--- ИСХОДНЫЙ ТЕКСТ ---
Вернулся из госпиталя в свою часть, меня друзья-фронтовики хорошо встретили. Комиссия меня списала, как негодного к строевой службе. Таким образом, очутился дома. Домой ехать не хотелось - мне было жалко бросать друзей. Всю войну прошли вместе. Считали себя братьями. Привыкли друг к другу, друг без друга не могли жить. Когда всех построили, начали прощаться, я начал плакать - не хочу уезжать! Мне говорят: "Дурак, уезжай!"

Надо сказать сразу после войны на участников Великой Отечественной войны, на раненых, покалеченных не обращали внимание. Смотришь, без обоих ног, сделает себе вроде санок или коляски, отталкивается, передвигается... Только после 1950-го года начали немножко разбираться, помогать.

Перед войной стало полегче жить?

Да. Колхозники даже отказывались брать заработанную пшеницу - хватало своей. И одевались и кушали хорошо.

Когда вас призвали, вы хорошо знали русский язык?

Я учился в русской школе. Причем был отличником. Когда в 5-м классе учился, мой диктант носили в 10-й класс, показывали: "Смотрите как ученик 5-го класса, казах пишет". Я был одаренным, бог мне в этом деле помогал.

Чем учили во Фрунзенском пехотном училище?

Я был минометчиком. Изучали 82-мм батальонный миномет. Плита 21 килограмм, ствол 19 килограмм, двунога тоже 19 килограмм. Я как самый маленький таскал деревянные лотки с минами. Части миномета я носить не мог.

Когда попали на фронт, какое было у вас оружие?

Сначала дали карабины. Потом десантникам выдали автомат ППС. Три рожка. Легкий, с откидным прикладом. Хороший автомат. Мы его любили, но карабин лучше. Карабин со штыком. Пять патронов зарядил, стреляешь - знаешь, что точно убьешь. А в автомат песок попал - его заело. Он может отказать, может тебя подвести. Карабин никогда не подведет. Кроме того всем выдали по финке и три гранаты. Патронов в вещмешок набили. Пистолеты кто хотел - имел, но у меня не было.

Что обычно было в вещмешке?

Сухари, хлеб, немного сала шпик, но в основном патроны. Если ходили в тыл, то мы о еде не думали, брали как можно больше патронов и гранат.

Приходилось брать "языка"?
--- ПРЕДОСТАВЛЕННЫЕ ДАННЫЕ ---
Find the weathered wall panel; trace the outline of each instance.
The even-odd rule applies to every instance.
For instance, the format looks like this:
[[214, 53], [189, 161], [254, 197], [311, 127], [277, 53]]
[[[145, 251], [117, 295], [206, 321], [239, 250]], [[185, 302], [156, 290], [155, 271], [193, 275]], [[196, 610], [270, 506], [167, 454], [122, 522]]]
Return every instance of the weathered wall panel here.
---
● СПИСОК ЗАДАНИЙ
1 - По воспоминаниям фронтовика, почему карабин был лучше автомата ППС? Ответьте в одном–трёх предложениях.
2 - Отредактируйте отрывок из воспоминаний фронтовика от «Я учился в русской» до «этом деле помогал.», поставив «лучшим учеником» вместо «отличником».
Записи взяты из другого источника.

● ОТВЕТЫ
1 - Если в автомат ППС попадал песок, его заедало, и он мог отказать и подвести. Карабин же никогда не подводил: зарядил пять патронов, стреляешь и знаешь, что точно убьёшь.

2 -
Я учился в русской школе. Причем был лучшим учеником. Когда в 5-м классе учился, мой диктант носили в 10-й класс, показывали: "Смотрите как ученик 5-го класса, казах пишет". Я был одаренным, бог мне в этом деле помогал.